Henry Gordon Strong (June 3, 1869 – February 24, 1954) was a Chicago businessman and founder of Gordon Strong and Company in 1927 which still operates today.

Life

He was born in Burlington, Iowa to Henry Strong (1829-1911) and Mary Jane Halstead (1831-1904.  He was married first to Roberta Margaret Hubbard (1876-1935) May 15, 1901 and second to Louise Ann Snyder (1875-1949) on October 8, 1914, both weddings taking place in Chicago.  His father was a well known Chicago attorney and president of the Atchison, Topeka and Santa Fe Railway.  His father served as a Colonel in the U. S. Army in the 124th Field Artillery in WWI and as a Lt. Colonel in the 108th Engineers in the Spanish American War.  He and his second wife are buried in the Strong Mausoleum at Sugarloaf Mountain.

WORK INSTRUCTIONS -
A. Set down the stretch of the Henry Gordon Strong biography from "Henry Gordon Strong" through "still operates today.", word for word.
B. Render this sentence from the Henry Gordon Strong biography into Spanish: "He and his second wife are buried in the Strong Mausoleum at Sugarloaf Mountain."

GIVEN DATA -
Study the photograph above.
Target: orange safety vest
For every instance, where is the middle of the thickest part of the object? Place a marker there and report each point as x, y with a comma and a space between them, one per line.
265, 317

ANSWER LIST -
A.
Henry Gordon Strong (June 3, 1869 – February 24, 1954) was a Chicago businessman and founder of Gordon Strong and Company in 1927 which still operates today.

B. Él y su segunda esposa están enterrados en el Mausoleo Strong, en Sugarloaf Mountain.